Go through the records and restate them word for word, omitting images.

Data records
━━━━━━━━━━

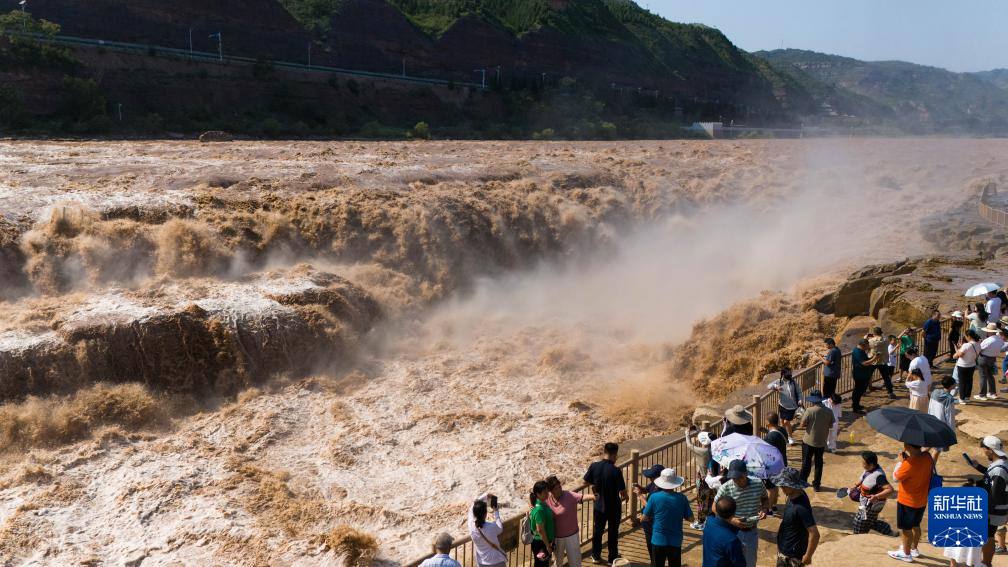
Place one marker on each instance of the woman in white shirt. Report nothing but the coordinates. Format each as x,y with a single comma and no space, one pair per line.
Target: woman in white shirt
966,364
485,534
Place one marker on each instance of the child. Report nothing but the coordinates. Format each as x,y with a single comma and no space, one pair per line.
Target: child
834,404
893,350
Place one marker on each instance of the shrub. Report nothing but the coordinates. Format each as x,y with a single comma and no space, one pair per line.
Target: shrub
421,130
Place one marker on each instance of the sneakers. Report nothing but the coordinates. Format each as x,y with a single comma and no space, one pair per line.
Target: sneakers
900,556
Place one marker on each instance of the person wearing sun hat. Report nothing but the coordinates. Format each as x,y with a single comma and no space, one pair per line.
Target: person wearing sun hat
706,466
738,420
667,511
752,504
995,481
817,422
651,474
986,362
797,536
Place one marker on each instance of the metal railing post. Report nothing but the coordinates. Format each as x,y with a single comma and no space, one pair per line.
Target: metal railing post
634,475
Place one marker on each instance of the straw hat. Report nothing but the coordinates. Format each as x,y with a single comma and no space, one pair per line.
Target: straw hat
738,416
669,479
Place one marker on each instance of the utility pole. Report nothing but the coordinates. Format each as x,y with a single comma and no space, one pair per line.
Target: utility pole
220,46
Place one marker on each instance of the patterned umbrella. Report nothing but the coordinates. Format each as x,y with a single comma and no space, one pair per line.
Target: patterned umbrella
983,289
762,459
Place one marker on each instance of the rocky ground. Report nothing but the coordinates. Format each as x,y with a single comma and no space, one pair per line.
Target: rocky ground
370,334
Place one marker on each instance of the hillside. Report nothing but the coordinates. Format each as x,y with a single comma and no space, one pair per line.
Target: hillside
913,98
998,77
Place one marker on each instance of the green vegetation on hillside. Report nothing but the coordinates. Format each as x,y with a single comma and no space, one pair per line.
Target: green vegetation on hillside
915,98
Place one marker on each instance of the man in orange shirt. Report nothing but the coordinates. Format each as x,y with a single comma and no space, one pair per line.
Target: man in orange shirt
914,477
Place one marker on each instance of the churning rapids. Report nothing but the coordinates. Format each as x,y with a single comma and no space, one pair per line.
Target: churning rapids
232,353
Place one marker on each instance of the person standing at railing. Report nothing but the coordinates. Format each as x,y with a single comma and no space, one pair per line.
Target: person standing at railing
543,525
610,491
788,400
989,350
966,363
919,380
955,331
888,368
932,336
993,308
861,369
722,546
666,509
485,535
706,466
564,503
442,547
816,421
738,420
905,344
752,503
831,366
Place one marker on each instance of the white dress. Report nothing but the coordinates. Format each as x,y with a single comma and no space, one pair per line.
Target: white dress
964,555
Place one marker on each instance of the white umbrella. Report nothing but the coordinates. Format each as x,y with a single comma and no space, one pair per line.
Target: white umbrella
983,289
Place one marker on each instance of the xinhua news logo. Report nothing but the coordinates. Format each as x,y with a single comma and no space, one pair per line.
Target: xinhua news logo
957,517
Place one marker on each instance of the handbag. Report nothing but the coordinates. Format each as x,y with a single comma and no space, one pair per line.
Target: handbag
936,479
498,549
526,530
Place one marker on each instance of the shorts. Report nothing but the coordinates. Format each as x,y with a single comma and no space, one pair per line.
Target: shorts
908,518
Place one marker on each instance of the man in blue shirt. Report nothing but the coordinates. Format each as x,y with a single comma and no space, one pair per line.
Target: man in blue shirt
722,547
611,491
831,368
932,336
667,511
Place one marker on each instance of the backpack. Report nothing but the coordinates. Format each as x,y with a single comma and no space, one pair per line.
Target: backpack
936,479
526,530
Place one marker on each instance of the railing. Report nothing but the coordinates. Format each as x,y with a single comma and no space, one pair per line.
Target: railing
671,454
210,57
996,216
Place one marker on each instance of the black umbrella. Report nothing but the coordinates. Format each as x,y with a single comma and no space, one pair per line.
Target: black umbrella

━━━━━━━━━━

Answer area -
Place one marker on each instance of the woman in white shirt. Report nothing but the coordinates. Format each as x,y with a single comma and no space, one pair per line.
Target: woman in white shirt
966,364
485,534
Place one marker on each instance of the child. Report nothing but the coordinates. Format each as x,y with a single comma and no space, one pair per line.
Target: child
834,404
893,350
Place one marker on each instance of the shrub. Report nothing but the coordinates. Format each as x,y with a single comma and no space, one pair per line.
Target: shrub
421,130
Place one marker on each instance of the sneakers. Report nothing but the coordinates. Format each as x,y with a single comma and no space, one pair per line.
Target: sneakers
900,556
Place one marker on each instance of the person wearing sun hat. Report nothing but the coordinates. Format each as x,y with a single comma and no space, one pair per line.
Target: person wearing sun hat
706,466
738,420
667,511
752,504
995,481
817,422
651,474
986,362
797,536
Place one marker on each instance of the metal railing post. Report nothing but the coordinates. Format each as x,y with a single comma and no space, one pair per line.
Target: metal railing post
634,475
Place one marker on each instance of the straw hat. Report nothing but the coordinates. Format each as x,y with a single comma and no space, one pair per line.
Target: straw hat
738,416
669,479
Place one marker on each instance of the utility pole. Report nothing but the coordinates. Format each as x,y with a single comma and no space, one pair per line.
Target: utility pole
220,46
Place one marker on each instance of the patterned umbrella. Report nothing but the coordinates. Format each as x,y with a single comma and no space, one pair per line.
Target: patterned umbrella
983,289
762,459
Place one marker on each instance of the rocky ground. Report nothing but the coordinates. Format each as x,y with a single comma and no space, one pair per line.
Target: rocky ground
370,334
Place one marker on each instance of the hillside. Report nothing but the coordinates. Format each as x,y with a single comma and no space, one pair per line.
Target: hillside
913,98
998,77
Place one marker on each instance of the green vegetation on hillside. Report nothing but the coordinates. Format each as x,y with a single comma and no space, one pair per line.
Target: green vegetation on hillside
915,98
Place one marker on each instance of the man in orange shirt. Report nothing but the coordinates. Format each as x,y with a single comma and no space, one pair per line.
Target: man in orange shirt
914,477
Place one marker on each instance of the churning rapids. Report nothing but the coordinates. Format each as x,y with a single comma and no space, one pair per line.
Target: churning rapids
232,353
Place one marker on each instance of the person standing at railing. Report nothing but the coordinates. Format each as x,y with a single comma and no space, one pair per line.
Target: person standing at railing
543,525
610,491
788,400
989,350
966,363
919,380
955,331
888,368
932,336
993,308
861,369
722,546
666,509
485,535
706,466
564,503
442,547
816,421
738,420
905,344
752,503
831,366
Place one marker on each instance of the white dress. Report nothing but the coordinates. Format each as x,y with a single comma and no space, one pair per line.
Target: white dress
964,555
Place one marker on each instance of the white umbrella. Report nothing but the coordinates. Format each as x,y with a single comma and no space, one pair per line.
Target: white umbrella
983,289
Place one marker on each instance of the xinhua news logo. Report nothing but the coordinates. Format each as x,y with a single comma and no space, one pair per line.
Target: xinhua news logo
957,517
Place one marker on each instance of the handbag. Report nothing but the coordinates. Format each as x,y with a single comma and no space, one pair per line.
Target: handbag
936,479
498,549
526,530
Place one marker on each instance of the shorts. Report nothing but the coordinates. Format each as x,y with a single comma and no space, one pair per line.
Target: shorts
908,518
Place one marker on each instance of the man in blue shirt. Report nothing but the coordinates. Format each as x,y with a single comma and no space, one pair per line.
Target: man in blue shirt
722,547
611,491
831,368
932,336
667,511
Place one marker on each instance of the backpack. Report nothing but the coordinates. Format each as x,y with a single comma and no space, one pair per line.
Target: backpack
936,479
526,530
Place one marker on each instance of the railing. Report nothing but the coordinates. Format each as x,y with a single comma and no space, one pair per line.
Target: railing
671,454
210,57
996,216
Place one marker on each instance of the black umbrella. Report nothing but the coordinates. Format each as x,y with a single comma and no space, one pair per line.
Target: black umbrella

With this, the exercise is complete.